Search the material below for the string "house" and list each line that holds it.

+ + + +

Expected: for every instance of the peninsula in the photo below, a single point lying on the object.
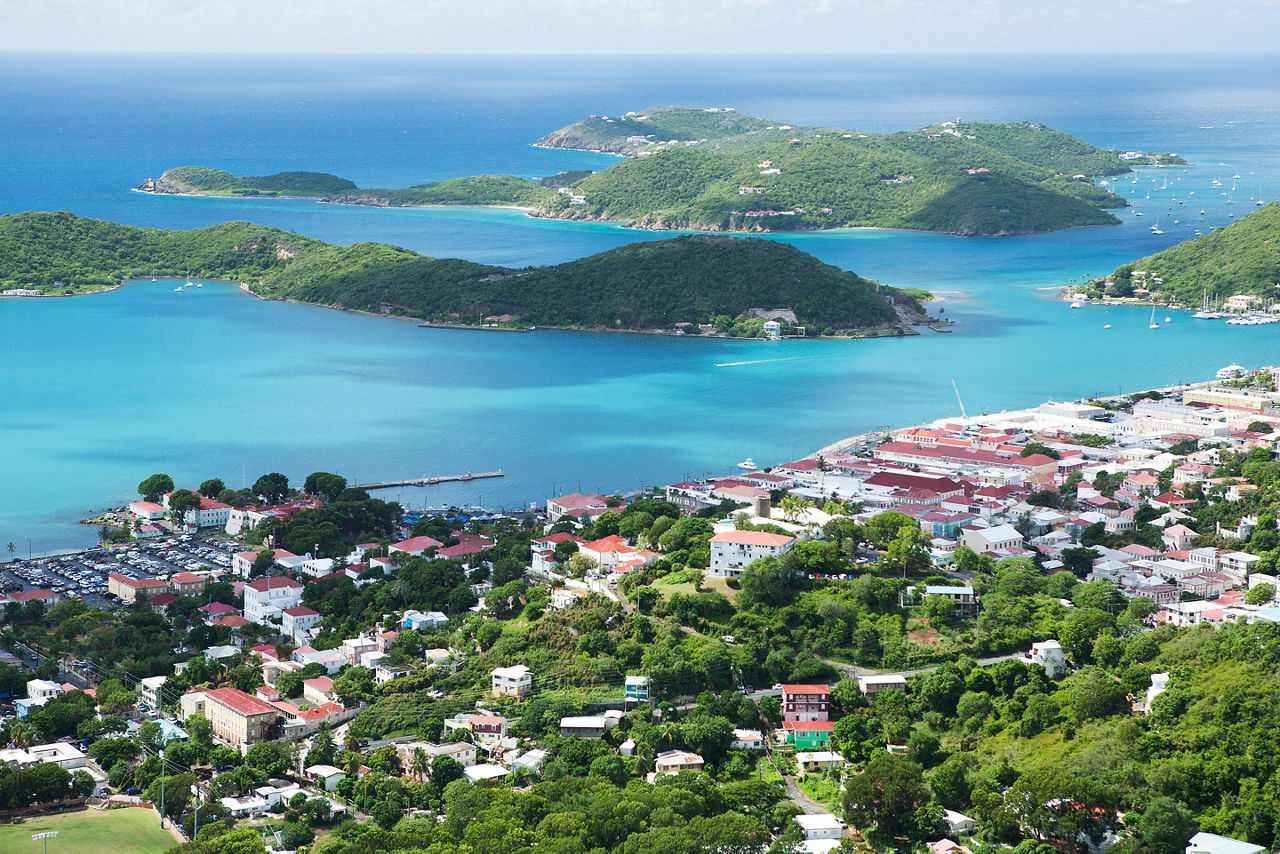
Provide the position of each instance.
(717, 170)
(694, 284)
(1239, 263)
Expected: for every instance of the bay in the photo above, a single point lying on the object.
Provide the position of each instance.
(99, 392)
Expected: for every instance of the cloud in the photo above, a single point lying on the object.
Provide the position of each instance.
(649, 27)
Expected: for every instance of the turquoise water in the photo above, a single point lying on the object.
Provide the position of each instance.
(101, 391)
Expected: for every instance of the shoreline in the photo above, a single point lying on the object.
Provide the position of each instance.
(533, 213)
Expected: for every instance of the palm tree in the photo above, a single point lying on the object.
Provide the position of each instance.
(421, 765)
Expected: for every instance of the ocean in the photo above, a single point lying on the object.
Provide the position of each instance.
(99, 392)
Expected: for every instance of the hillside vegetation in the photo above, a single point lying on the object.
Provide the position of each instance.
(641, 286)
(720, 170)
(1243, 257)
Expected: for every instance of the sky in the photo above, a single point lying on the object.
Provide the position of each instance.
(644, 27)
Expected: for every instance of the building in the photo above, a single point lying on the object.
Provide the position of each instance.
(298, 620)
(809, 735)
(187, 584)
(636, 689)
(265, 599)
(964, 598)
(238, 717)
(512, 681)
(874, 684)
(576, 505)
(1205, 843)
(822, 831)
(676, 761)
(805, 702)
(735, 551)
(1050, 656)
(131, 590)
(585, 726)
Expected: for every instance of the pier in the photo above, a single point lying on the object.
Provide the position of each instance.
(429, 480)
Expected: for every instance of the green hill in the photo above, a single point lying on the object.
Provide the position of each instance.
(718, 170)
(643, 286)
(1243, 257)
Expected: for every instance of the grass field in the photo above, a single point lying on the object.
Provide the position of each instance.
(117, 831)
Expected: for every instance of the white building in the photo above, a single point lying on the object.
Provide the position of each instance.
(265, 599)
(735, 551)
(512, 681)
(1050, 656)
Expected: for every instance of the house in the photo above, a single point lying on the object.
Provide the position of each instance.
(959, 823)
(877, 683)
(676, 761)
(636, 689)
(1205, 843)
(131, 590)
(238, 718)
(816, 761)
(187, 584)
(419, 620)
(809, 735)
(991, 539)
(415, 546)
(735, 551)
(964, 598)
(805, 702)
(586, 726)
(822, 832)
(265, 599)
(150, 690)
(42, 689)
(327, 776)
(298, 620)
(576, 505)
(318, 690)
(1050, 656)
(512, 681)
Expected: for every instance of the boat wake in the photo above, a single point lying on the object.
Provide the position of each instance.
(755, 361)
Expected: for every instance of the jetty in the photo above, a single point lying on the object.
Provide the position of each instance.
(430, 480)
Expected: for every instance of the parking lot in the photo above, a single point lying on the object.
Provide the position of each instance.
(82, 575)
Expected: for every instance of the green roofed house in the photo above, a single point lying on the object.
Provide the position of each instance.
(809, 735)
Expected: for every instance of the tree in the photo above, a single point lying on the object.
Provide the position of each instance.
(1166, 826)
(155, 485)
(887, 794)
(324, 484)
(181, 502)
(1261, 593)
(272, 487)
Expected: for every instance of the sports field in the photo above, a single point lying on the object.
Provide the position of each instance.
(117, 831)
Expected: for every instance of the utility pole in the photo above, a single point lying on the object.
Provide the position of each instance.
(161, 788)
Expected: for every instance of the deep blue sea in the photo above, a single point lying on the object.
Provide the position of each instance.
(99, 392)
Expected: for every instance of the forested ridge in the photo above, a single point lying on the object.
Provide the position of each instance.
(720, 170)
(1242, 257)
(641, 286)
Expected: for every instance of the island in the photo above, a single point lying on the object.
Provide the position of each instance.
(717, 170)
(1234, 268)
(691, 284)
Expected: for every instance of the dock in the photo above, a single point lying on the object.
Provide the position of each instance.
(428, 480)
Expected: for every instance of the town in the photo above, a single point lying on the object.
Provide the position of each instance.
(840, 652)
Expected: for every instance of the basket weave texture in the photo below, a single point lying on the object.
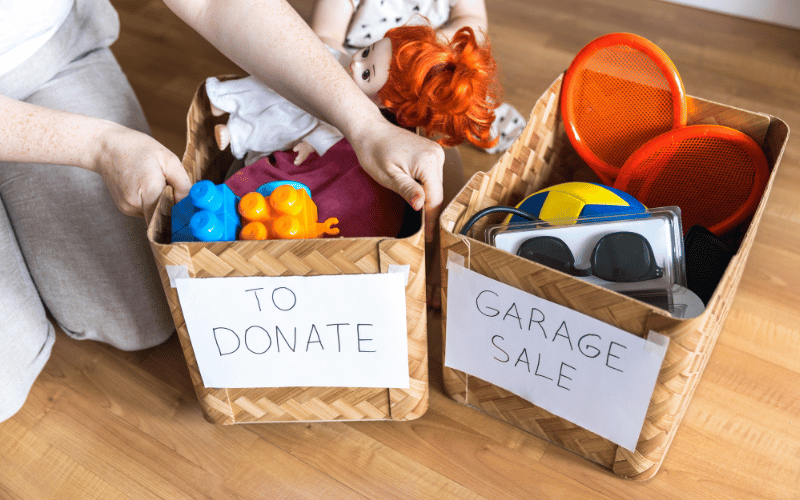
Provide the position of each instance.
(543, 156)
(333, 256)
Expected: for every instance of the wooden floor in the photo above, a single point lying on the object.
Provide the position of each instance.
(103, 424)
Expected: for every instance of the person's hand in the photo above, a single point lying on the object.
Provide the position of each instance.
(303, 149)
(136, 168)
(406, 163)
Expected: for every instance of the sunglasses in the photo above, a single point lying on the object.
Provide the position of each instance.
(622, 257)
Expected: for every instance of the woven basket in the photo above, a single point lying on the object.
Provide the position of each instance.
(333, 256)
(543, 156)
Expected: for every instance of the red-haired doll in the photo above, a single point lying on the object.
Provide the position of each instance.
(448, 90)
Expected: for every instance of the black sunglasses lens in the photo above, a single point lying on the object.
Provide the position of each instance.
(548, 251)
(624, 257)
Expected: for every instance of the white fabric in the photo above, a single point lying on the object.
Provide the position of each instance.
(262, 121)
(373, 18)
(25, 26)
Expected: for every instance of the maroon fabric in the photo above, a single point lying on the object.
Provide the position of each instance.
(339, 187)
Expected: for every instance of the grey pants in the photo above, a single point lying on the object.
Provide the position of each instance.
(64, 246)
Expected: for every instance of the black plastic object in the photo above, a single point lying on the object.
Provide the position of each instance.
(707, 257)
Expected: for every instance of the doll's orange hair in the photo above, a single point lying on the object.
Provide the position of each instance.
(450, 90)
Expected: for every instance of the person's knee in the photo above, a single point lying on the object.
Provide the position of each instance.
(126, 334)
(19, 370)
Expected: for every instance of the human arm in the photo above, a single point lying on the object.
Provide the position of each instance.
(399, 160)
(330, 19)
(134, 166)
(470, 13)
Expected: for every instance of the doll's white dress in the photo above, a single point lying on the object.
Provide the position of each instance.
(261, 121)
(373, 18)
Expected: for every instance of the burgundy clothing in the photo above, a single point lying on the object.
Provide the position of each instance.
(339, 187)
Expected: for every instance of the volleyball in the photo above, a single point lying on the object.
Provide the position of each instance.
(571, 200)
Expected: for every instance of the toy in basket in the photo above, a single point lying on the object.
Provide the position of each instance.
(277, 210)
(541, 157)
(625, 111)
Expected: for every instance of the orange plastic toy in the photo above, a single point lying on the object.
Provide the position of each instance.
(287, 213)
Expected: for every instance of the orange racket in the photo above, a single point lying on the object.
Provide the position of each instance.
(620, 91)
(715, 174)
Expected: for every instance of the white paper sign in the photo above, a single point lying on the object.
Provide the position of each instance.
(594, 375)
(296, 331)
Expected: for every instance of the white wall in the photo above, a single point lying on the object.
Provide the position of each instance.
(784, 12)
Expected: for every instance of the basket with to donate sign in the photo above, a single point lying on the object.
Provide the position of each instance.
(324, 329)
(599, 373)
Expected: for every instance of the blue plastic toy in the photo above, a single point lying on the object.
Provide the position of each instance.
(207, 214)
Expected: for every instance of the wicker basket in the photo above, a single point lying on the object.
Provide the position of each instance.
(334, 256)
(539, 158)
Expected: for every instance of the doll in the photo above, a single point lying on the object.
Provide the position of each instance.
(350, 25)
(449, 90)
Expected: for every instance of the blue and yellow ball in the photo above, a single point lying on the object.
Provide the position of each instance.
(572, 200)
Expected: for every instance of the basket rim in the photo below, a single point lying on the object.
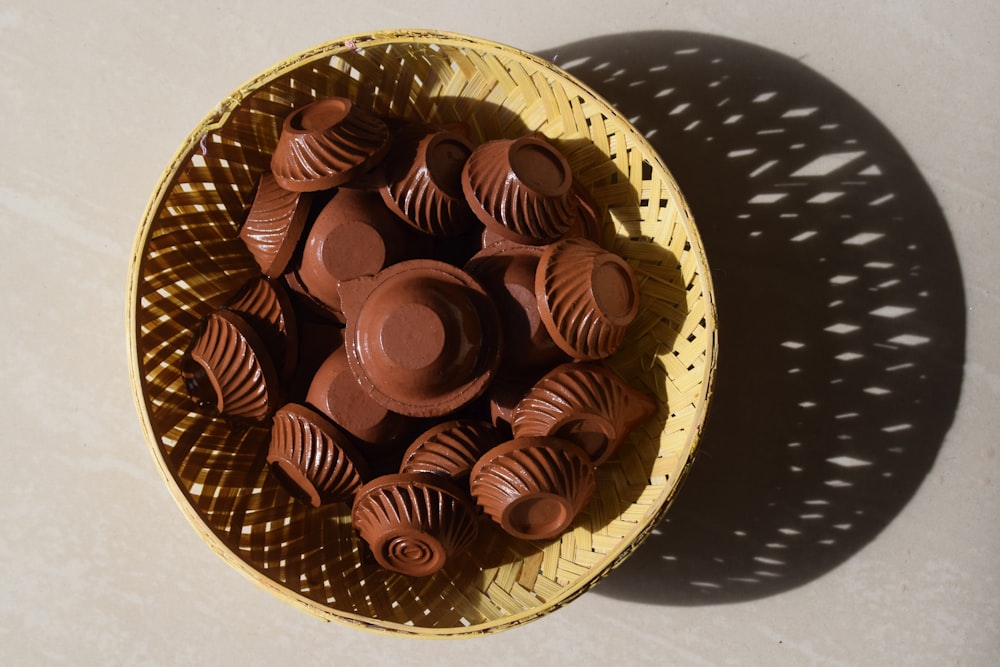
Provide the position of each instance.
(217, 118)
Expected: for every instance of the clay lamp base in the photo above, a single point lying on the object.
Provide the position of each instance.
(586, 223)
(335, 392)
(422, 337)
(274, 225)
(587, 297)
(423, 184)
(507, 271)
(267, 307)
(354, 235)
(326, 143)
(414, 523)
(520, 189)
(533, 487)
(586, 403)
(227, 369)
(451, 448)
(312, 458)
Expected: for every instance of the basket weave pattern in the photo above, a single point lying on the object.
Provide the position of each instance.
(188, 259)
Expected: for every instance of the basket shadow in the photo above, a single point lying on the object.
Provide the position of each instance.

+ + + +

- **PROBLEM SOLUTION**:
Expected: for every instance of the house in the photo above, a single point lying on the object.
Expected: for every instance of the green roofed house in the photo above, a single point lying on the object.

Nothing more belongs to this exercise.